--- Exercise prompt ---
Retype the line in which "Task: annotate every instance of the green grass" appears, then every line after it until the records end. Leave out the pictures.

Pointing and labeling entries
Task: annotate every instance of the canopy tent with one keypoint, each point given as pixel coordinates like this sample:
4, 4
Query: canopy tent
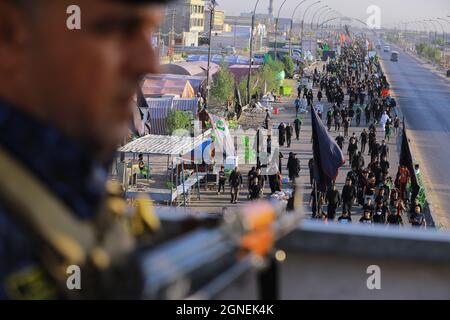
227, 59
174, 147
165, 145
195, 81
240, 70
190, 68
161, 87
159, 108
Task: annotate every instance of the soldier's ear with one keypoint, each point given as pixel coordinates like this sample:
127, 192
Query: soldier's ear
13, 33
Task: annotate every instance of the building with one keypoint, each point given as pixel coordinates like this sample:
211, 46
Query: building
219, 21
184, 21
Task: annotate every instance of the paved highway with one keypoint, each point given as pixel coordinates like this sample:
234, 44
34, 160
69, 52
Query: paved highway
424, 100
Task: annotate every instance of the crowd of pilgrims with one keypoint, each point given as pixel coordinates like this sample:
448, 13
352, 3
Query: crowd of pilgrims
384, 199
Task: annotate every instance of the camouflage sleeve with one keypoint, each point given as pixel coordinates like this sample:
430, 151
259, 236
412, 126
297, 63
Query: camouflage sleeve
21, 277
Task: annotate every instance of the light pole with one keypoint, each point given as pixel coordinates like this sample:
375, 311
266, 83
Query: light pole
326, 16
434, 27
323, 14
312, 20
425, 28
251, 52
276, 29
315, 14
303, 21
442, 27
322, 25
292, 25
442, 19
212, 8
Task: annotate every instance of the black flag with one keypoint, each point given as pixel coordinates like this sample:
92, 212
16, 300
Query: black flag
328, 157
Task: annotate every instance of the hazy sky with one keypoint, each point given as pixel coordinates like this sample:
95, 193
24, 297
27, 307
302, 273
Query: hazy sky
392, 11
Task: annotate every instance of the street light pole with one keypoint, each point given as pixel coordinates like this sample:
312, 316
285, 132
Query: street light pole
250, 61
434, 27
322, 15
315, 13
292, 26
312, 23
442, 27
212, 8
447, 22
325, 17
276, 29
303, 21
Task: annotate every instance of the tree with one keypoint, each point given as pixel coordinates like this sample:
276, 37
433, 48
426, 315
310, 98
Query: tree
223, 85
178, 119
289, 66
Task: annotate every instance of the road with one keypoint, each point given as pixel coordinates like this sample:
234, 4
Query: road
424, 100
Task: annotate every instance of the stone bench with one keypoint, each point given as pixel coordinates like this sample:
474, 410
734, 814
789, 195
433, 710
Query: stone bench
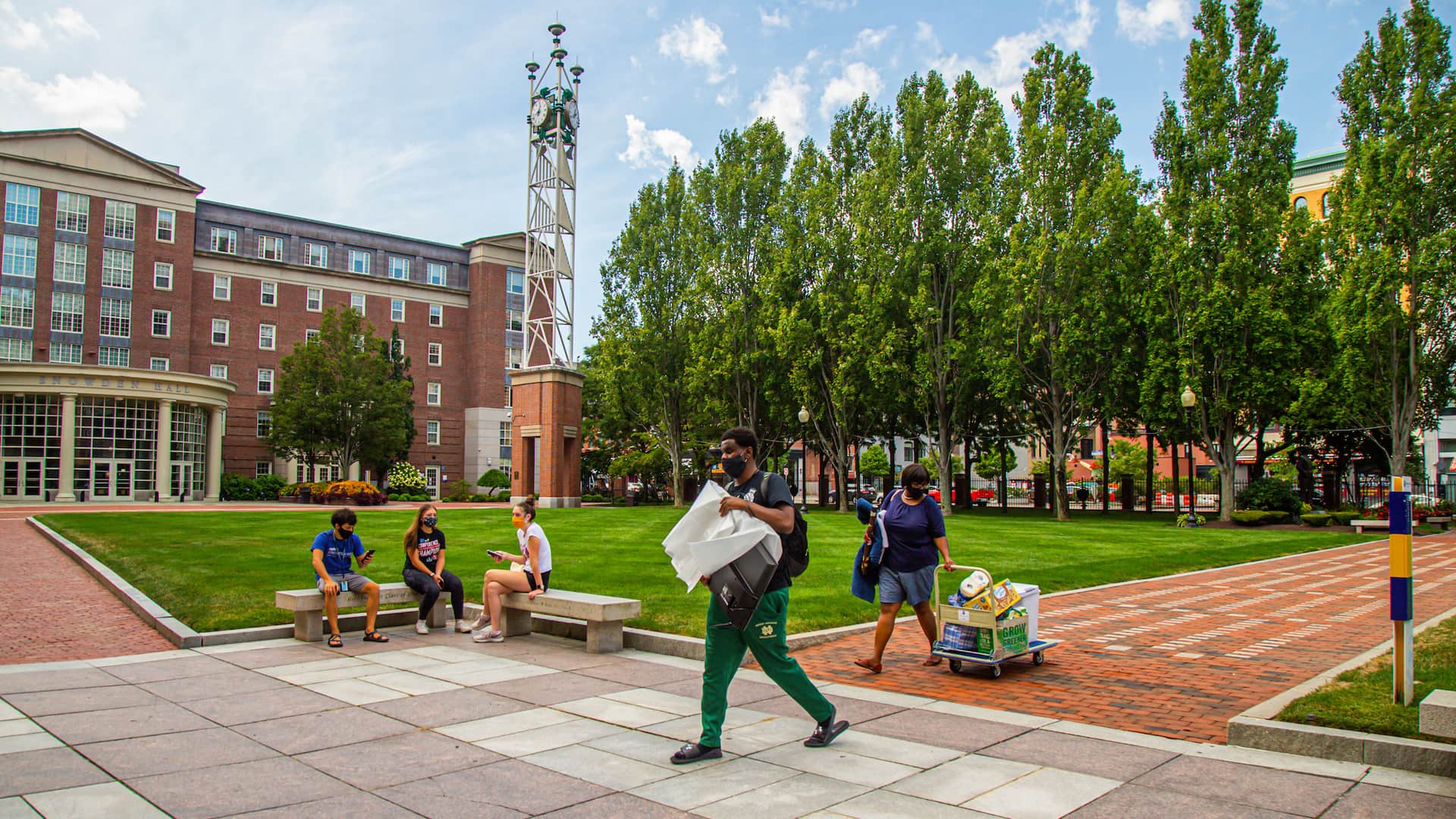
603, 615
308, 607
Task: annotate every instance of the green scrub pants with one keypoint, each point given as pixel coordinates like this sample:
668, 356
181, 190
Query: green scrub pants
769, 645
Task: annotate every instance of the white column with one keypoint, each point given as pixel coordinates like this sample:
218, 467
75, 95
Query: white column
215, 455
66, 490
165, 449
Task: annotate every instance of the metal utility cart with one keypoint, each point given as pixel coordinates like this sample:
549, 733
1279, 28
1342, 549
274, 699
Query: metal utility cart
971, 618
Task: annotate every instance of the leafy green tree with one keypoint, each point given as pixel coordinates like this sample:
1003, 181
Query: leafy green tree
1394, 222
1235, 278
1056, 309
341, 388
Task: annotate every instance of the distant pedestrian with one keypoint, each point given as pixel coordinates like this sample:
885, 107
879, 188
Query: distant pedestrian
915, 529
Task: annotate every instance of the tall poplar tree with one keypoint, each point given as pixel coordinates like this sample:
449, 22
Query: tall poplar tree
1394, 223
1056, 308
1232, 281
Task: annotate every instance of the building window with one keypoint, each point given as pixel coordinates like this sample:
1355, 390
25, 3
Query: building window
18, 308
115, 268
71, 262
166, 224
72, 212
315, 254
121, 221
15, 349
22, 205
67, 312
114, 357
115, 316
270, 248
64, 353
19, 256
224, 241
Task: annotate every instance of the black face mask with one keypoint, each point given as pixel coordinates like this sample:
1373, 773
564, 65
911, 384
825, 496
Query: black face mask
734, 465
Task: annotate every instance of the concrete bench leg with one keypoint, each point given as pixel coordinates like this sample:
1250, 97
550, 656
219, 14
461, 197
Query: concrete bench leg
603, 637
308, 626
517, 623
437, 615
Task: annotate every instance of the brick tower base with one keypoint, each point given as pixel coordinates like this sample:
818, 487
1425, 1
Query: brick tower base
546, 436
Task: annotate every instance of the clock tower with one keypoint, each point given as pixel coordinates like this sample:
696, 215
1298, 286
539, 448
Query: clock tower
546, 392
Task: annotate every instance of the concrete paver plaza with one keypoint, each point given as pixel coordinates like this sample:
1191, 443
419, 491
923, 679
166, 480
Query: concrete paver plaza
440, 726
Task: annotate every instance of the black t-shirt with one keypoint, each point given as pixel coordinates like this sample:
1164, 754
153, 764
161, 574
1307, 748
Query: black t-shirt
778, 494
430, 548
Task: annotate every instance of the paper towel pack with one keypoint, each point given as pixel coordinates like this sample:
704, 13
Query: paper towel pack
702, 542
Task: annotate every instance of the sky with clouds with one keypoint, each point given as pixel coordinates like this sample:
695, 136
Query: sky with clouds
411, 117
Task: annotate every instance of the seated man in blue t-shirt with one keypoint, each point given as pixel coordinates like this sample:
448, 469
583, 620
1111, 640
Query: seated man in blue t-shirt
334, 553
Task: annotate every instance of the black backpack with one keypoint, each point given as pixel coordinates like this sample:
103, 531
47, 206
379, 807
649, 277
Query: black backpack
797, 542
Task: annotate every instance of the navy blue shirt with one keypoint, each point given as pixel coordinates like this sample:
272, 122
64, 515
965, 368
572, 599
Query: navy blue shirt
912, 532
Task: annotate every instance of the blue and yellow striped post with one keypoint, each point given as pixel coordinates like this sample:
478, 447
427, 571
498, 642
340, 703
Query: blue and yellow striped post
1402, 591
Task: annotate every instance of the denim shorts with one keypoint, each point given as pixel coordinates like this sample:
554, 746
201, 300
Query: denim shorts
906, 586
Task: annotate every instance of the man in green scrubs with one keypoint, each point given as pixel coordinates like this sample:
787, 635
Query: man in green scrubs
764, 496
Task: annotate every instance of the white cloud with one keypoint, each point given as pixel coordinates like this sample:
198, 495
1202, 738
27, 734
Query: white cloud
72, 24
785, 101
855, 80
655, 149
775, 19
698, 42
1008, 58
96, 102
1155, 19
870, 39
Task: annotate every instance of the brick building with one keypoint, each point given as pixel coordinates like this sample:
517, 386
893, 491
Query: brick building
142, 328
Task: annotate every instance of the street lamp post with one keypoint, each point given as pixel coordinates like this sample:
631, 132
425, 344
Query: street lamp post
804, 460
1190, 401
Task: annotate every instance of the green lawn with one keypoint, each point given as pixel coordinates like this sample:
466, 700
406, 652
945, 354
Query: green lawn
1360, 698
218, 569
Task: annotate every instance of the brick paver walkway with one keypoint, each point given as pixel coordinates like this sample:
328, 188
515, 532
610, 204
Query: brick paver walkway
55, 611
1177, 656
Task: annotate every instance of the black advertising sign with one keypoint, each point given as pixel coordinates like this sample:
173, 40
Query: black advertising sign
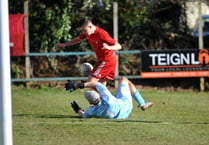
175, 63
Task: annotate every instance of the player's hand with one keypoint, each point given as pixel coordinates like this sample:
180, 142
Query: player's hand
106, 46
75, 106
59, 45
72, 86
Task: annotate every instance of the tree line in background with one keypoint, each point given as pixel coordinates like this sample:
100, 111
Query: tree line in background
143, 25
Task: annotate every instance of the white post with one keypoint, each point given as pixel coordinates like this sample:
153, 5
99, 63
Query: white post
5, 77
115, 35
27, 42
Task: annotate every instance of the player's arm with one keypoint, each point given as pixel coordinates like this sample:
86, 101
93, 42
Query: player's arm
114, 47
69, 43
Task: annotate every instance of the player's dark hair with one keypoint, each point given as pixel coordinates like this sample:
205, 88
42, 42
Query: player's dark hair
83, 22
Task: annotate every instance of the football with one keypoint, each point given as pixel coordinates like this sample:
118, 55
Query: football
85, 69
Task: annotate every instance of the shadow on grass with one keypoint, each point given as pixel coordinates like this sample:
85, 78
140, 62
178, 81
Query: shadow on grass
161, 122
45, 116
48, 116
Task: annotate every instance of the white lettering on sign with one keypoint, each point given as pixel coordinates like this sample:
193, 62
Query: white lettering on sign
173, 59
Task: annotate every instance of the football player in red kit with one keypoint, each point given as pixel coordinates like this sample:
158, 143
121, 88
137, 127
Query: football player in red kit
103, 46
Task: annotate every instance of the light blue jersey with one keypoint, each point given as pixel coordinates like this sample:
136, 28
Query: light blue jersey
111, 106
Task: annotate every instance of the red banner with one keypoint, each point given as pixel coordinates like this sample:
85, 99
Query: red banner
16, 32
175, 63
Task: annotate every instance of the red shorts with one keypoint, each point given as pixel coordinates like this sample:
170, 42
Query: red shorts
105, 69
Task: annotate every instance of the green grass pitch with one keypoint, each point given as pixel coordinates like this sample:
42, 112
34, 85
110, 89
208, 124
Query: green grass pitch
44, 117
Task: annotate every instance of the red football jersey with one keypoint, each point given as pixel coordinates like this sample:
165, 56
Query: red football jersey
96, 40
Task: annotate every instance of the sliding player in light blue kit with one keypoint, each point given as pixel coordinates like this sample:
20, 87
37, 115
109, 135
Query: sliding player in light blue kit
104, 104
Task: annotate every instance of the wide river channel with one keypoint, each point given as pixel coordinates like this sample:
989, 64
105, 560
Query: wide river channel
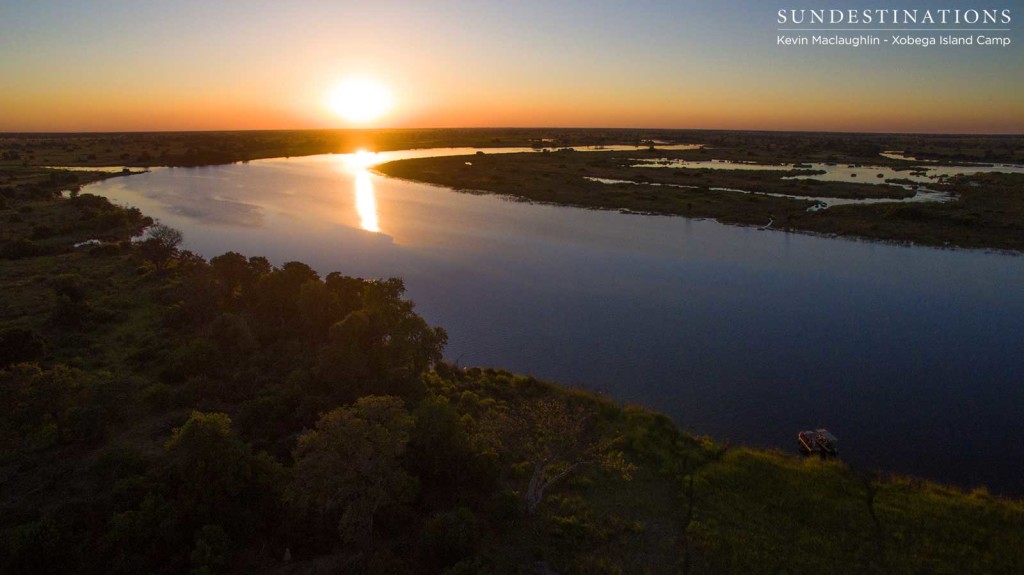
912, 356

--- Result of this exercise ---
Task: annotate every instance of the green grass pitch with one keypoint, each point given as pixel coordinates like this sample:
42, 112
34, 85
110, 89
208, 124
Query: green grass pitch
44, 117
Task: annotate every instance of the red football jersey with one keypoint, each point given as pixel coordinates like this sample:
165, 56
Query: red football jersey
96, 40
Task: annotate every instance of the sliding player in light blue kit with one keypoint, each point given as pixel coordinates like this sample:
20, 87
37, 115
109, 135
Query: sliding player in light blue kit
104, 104
Task: annotate every instance of the wide river channel with one keypoint, each point given as pixel coordinates like this sample:
989, 64
105, 560
Query: wide river channel
912, 356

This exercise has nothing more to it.